Repeat exactly, and only, the lines running from the one that holds "Return one point per instance of the fallen twig, each" to the end of the records.
---------------
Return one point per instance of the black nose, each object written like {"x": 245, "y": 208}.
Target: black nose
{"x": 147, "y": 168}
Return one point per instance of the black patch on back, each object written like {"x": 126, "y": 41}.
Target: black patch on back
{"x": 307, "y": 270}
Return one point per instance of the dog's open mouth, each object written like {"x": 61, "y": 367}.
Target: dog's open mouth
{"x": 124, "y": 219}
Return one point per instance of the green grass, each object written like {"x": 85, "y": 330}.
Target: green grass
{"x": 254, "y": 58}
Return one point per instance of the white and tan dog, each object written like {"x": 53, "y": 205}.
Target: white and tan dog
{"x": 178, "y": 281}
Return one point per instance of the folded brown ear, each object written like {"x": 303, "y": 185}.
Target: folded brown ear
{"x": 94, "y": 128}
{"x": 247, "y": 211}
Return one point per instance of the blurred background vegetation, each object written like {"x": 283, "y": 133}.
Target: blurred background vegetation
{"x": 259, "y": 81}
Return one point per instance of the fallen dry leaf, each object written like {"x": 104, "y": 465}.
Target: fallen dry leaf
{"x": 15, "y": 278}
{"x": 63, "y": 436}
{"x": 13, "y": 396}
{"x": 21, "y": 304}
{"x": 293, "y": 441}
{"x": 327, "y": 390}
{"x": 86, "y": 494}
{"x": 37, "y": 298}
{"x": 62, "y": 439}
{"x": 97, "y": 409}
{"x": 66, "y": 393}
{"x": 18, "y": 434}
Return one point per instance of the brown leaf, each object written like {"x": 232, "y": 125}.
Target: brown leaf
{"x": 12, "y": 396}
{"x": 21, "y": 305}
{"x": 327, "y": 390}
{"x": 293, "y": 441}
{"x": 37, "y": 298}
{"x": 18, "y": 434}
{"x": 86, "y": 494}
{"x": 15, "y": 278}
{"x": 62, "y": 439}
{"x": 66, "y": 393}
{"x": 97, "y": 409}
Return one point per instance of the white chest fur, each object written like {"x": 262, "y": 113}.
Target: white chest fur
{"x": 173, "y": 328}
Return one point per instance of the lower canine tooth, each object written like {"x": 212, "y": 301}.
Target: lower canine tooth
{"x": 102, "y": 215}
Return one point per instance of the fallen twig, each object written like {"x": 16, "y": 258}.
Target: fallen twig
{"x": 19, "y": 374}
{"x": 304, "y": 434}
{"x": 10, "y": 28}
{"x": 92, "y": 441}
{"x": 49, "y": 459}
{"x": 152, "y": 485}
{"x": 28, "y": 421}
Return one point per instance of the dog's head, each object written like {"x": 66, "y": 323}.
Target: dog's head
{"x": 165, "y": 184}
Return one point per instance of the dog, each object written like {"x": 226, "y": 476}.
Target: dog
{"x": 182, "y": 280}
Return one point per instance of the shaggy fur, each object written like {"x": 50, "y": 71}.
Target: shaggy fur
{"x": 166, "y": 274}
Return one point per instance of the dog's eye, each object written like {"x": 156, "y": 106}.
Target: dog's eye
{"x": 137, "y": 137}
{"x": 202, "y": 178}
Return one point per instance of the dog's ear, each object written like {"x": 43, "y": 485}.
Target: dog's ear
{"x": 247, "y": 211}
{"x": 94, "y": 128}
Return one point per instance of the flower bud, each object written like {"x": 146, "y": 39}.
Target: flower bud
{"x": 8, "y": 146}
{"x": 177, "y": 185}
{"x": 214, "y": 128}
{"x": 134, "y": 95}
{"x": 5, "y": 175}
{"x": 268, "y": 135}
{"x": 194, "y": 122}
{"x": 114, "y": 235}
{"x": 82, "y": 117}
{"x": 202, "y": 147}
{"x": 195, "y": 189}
---------------
RESPONSE AREA:
Return one point per instance of the fallen twig, each object written like {"x": 16, "y": 258}.
Target: fallen twig
{"x": 19, "y": 374}
{"x": 304, "y": 434}
{"x": 10, "y": 28}
{"x": 92, "y": 441}
{"x": 49, "y": 459}
{"x": 152, "y": 485}
{"x": 28, "y": 421}
Return one point per instance of the dog's head, each object written like {"x": 66, "y": 323}.
Target: dog's head
{"x": 165, "y": 184}
Return one point per instance of the dog, each object written like {"x": 226, "y": 476}.
Target: dog
{"x": 182, "y": 280}
Return one point per instance of the shaggy fur, each object written like {"x": 50, "y": 71}.
Target: shaggy fur
{"x": 166, "y": 274}
Return one point per instance of the dog's eye, each object written like {"x": 156, "y": 106}.
Target: dog's eye
{"x": 137, "y": 137}
{"x": 202, "y": 178}
Return one point per instance of the dog's ear, each object written like {"x": 43, "y": 485}.
Target: dog's ear
{"x": 247, "y": 211}
{"x": 94, "y": 128}
Return one point per instance of the flower bud, each object written like {"x": 146, "y": 39}.
Target: flower bud
{"x": 8, "y": 146}
{"x": 177, "y": 185}
{"x": 214, "y": 128}
{"x": 134, "y": 95}
{"x": 5, "y": 175}
{"x": 268, "y": 135}
{"x": 194, "y": 122}
{"x": 114, "y": 235}
{"x": 82, "y": 117}
{"x": 202, "y": 147}
{"x": 195, "y": 189}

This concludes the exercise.